Everything from the line containing "Could you please spot the green grass" down to the last line of the entries below must be transcribed exactly, and nothing else.

══ TASK MATERIAL

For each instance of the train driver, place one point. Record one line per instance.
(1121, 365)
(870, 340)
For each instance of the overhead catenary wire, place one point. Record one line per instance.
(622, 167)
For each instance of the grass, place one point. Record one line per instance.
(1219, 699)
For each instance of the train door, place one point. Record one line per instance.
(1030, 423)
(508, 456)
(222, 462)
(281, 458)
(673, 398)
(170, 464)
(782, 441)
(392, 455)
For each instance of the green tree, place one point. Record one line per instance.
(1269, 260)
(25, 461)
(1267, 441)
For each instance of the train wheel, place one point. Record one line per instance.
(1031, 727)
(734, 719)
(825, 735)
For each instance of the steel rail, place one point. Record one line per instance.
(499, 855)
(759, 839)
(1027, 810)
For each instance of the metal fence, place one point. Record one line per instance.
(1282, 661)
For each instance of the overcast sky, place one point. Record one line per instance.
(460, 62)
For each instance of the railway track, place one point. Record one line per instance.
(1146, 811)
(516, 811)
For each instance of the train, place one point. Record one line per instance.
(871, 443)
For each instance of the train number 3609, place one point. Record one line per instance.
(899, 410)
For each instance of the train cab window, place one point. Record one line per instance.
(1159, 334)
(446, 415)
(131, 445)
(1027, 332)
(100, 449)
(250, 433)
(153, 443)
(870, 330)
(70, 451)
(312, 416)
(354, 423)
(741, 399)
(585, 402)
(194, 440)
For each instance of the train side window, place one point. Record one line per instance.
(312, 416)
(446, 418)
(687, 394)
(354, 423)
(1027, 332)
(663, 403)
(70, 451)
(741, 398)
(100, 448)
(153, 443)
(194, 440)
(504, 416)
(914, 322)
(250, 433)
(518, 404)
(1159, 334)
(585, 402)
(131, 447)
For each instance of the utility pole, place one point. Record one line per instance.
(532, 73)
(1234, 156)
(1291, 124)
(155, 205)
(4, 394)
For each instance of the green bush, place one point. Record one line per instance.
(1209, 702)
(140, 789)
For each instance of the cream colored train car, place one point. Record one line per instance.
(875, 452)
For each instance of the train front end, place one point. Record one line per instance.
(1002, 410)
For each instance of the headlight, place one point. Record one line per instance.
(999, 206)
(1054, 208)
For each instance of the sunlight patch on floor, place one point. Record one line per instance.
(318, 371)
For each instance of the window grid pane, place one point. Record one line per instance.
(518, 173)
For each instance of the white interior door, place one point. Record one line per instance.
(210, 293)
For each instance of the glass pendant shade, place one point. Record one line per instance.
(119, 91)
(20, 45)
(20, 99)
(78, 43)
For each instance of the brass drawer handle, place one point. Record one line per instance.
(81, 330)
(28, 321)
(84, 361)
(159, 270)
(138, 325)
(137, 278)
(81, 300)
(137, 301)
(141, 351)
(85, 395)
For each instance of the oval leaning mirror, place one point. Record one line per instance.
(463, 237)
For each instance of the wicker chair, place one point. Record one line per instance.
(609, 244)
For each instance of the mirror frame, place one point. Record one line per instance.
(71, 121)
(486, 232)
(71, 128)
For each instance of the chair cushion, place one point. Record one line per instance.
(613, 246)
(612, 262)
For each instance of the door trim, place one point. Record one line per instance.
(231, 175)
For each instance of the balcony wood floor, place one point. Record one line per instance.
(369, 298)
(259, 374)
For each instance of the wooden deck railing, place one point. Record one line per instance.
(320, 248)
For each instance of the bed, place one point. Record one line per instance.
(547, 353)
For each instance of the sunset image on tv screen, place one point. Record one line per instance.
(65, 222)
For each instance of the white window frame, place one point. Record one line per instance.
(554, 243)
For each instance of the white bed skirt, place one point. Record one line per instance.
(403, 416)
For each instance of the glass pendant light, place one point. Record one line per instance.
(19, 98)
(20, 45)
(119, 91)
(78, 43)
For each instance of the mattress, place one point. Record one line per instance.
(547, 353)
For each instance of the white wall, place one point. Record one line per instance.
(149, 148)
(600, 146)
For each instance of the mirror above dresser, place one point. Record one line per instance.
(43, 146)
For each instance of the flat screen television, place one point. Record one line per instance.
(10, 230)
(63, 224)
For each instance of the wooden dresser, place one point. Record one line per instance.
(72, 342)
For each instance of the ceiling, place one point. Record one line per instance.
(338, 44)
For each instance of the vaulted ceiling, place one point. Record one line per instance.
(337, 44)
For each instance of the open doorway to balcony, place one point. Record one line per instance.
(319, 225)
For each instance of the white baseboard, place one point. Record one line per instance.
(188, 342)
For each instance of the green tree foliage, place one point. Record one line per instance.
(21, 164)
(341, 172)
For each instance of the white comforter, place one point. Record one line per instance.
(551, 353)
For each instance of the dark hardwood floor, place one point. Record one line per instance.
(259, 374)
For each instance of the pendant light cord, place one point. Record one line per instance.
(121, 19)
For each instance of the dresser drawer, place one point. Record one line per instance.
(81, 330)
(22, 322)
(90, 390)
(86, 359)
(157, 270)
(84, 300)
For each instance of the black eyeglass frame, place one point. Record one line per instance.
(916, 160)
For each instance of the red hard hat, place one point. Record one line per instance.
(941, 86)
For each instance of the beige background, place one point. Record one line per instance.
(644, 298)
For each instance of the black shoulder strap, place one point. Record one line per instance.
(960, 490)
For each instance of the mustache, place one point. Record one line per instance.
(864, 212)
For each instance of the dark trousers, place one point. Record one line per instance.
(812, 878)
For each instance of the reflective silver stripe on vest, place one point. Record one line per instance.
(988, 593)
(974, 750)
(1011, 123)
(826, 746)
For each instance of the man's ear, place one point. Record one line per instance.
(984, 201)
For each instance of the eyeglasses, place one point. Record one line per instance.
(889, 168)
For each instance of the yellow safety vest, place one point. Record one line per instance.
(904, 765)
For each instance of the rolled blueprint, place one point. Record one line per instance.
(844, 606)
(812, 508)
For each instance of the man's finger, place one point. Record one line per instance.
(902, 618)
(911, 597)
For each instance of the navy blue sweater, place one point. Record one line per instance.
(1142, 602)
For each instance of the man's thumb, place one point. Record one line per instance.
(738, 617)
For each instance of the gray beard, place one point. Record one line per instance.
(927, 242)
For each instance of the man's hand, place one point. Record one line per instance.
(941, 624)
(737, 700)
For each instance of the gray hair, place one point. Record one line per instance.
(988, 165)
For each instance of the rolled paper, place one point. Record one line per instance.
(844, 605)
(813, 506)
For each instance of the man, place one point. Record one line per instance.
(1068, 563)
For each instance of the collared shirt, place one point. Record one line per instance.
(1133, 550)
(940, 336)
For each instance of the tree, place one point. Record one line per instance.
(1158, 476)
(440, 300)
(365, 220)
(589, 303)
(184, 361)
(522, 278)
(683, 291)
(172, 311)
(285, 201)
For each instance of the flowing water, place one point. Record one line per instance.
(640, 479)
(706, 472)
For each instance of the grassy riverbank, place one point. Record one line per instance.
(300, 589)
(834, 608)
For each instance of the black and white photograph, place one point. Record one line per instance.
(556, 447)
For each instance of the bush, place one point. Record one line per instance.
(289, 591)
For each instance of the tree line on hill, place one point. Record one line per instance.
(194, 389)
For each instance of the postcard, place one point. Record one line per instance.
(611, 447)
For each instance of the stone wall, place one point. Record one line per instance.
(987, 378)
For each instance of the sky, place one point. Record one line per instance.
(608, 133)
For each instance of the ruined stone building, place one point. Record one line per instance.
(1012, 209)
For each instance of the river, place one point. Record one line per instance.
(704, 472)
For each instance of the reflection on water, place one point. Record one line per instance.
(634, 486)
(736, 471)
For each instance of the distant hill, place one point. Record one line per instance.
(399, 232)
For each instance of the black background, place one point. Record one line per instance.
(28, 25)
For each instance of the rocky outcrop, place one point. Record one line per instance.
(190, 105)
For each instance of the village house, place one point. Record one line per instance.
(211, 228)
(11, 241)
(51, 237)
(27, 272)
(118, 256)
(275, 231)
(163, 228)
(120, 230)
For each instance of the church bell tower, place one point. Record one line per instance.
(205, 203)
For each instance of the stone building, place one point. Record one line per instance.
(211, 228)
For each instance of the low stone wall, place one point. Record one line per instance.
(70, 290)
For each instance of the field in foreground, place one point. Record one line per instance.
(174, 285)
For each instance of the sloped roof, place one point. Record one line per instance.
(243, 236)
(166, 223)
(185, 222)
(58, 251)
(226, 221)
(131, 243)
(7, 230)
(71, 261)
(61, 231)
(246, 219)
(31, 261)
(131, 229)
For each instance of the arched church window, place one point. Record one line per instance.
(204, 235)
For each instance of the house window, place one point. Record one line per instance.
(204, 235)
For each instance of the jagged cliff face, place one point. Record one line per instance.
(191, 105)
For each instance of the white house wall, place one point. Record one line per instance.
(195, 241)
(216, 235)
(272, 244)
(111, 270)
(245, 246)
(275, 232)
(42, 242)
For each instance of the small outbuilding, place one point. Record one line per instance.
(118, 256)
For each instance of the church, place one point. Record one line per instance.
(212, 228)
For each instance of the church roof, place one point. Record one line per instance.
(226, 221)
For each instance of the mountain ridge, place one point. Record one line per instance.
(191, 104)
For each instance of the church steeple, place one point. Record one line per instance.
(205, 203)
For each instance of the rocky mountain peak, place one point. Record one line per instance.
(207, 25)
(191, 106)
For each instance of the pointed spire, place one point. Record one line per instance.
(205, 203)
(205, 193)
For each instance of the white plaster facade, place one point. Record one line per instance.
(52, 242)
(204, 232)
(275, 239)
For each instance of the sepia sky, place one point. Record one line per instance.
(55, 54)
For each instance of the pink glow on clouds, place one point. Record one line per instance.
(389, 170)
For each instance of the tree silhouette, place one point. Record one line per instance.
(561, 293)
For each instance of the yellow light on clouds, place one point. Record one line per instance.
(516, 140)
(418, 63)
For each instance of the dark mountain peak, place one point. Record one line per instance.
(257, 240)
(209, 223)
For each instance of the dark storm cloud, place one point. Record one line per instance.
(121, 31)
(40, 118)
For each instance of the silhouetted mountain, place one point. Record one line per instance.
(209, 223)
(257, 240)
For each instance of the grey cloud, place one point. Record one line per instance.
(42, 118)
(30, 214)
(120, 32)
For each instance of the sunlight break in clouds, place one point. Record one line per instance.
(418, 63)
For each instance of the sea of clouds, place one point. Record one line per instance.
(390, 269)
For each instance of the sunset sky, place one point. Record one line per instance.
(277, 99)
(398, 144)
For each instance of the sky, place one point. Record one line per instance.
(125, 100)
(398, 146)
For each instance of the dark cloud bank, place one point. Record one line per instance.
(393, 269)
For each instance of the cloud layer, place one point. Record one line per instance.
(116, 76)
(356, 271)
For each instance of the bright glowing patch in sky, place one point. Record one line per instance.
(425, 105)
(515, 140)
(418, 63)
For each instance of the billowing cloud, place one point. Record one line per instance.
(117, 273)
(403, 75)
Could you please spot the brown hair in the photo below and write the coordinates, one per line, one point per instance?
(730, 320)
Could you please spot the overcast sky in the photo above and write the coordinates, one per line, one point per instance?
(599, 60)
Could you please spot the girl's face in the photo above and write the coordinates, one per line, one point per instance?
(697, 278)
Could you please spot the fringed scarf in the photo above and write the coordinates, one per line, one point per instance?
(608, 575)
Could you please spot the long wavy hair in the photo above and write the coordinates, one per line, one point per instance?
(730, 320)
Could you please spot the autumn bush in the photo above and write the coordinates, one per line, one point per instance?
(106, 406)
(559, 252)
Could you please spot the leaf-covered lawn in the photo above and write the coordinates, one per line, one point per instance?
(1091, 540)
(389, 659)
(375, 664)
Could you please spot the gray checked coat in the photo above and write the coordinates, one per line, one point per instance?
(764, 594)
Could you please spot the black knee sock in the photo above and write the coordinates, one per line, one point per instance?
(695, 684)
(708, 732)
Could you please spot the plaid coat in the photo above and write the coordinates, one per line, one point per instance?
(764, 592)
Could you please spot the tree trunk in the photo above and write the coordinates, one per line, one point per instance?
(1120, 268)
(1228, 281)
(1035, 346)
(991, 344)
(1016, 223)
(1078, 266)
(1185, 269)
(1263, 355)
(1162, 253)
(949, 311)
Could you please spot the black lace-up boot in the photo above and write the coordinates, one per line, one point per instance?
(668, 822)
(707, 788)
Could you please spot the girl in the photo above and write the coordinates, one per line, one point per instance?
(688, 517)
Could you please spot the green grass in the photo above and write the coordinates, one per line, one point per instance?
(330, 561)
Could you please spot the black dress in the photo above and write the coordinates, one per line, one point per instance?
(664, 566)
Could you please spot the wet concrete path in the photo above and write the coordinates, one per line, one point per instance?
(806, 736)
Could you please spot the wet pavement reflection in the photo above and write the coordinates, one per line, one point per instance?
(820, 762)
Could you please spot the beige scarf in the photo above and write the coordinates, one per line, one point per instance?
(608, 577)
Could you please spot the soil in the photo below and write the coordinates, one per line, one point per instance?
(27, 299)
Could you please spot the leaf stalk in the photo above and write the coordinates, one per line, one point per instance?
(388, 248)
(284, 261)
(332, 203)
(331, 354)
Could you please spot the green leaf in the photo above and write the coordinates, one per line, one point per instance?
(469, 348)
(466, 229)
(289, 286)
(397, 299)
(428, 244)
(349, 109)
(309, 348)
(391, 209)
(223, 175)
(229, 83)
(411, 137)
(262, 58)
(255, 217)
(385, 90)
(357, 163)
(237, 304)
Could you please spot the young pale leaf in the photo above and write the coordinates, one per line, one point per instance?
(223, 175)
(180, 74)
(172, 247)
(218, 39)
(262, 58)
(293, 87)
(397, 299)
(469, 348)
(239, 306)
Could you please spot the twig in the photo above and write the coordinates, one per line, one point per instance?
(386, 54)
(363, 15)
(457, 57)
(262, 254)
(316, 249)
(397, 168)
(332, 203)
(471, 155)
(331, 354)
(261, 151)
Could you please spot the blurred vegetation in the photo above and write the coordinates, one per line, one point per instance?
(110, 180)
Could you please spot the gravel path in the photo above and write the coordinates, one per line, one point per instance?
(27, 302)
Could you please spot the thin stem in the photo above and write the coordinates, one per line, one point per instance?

════

» CORRECT RESULT:
Could you please spot the green grass in the photo above and write the coordinates, one per line, one point per instance?
(330, 561)
Could you please spot the black dress in the photo above and write the coordinates, one per line, one point per instance?
(664, 566)
Could you please spot the wet concrete path in the photo above and write the coordinates, one per line, one point per instance?
(806, 736)
Could you please spot the wet pavement reflection in the photo above and write the coordinates, one per line, one point per instance?
(820, 762)
Could you please spot the beige scarf in the photo above and write the coordinates, one per line, one point per instance?
(608, 577)
Could you please spot the soil in the photo below and write the coordinates, one per line, one point per instance?
(27, 299)
Could you please spot the leaf stalk in the photo above and write the coordinates, one per line, one point per instance?
(388, 248)
(284, 261)
(332, 203)
(331, 354)
Could you please spot the green leaf in the photo above and write the coordinates, one per line, one point per instance?
(469, 348)
(466, 229)
(289, 286)
(397, 299)
(428, 244)
(349, 109)
(309, 348)
(391, 209)
(223, 175)
(229, 83)
(411, 137)
(262, 58)
(255, 217)
(385, 90)
(357, 163)
(237, 304)
Could you please spot the young pale leaf in the photo above and write the coordinates, one per line, one point per instance?
(223, 175)
(180, 74)
(172, 247)
(218, 39)
(262, 58)
(293, 87)
(397, 299)
(469, 348)
(239, 306)
Could you please spot the twig in the photo above and write the coordinates, one per line, one point per instance?
(386, 54)
(363, 15)
(457, 57)
(262, 254)
(316, 249)
(397, 168)
(332, 203)
(471, 155)
(331, 354)
(261, 151)
Could you please spot the blurred vegetation in the photo above and write the coordinates, one per line, one point per instance?
(110, 180)
Could you please spot the gravel path in the photo above and write the coordinates, one per line, one point per instance?
(27, 302)
Could you please spot the thin stem in the photo above and write the coordinates, one per line, one point per instance?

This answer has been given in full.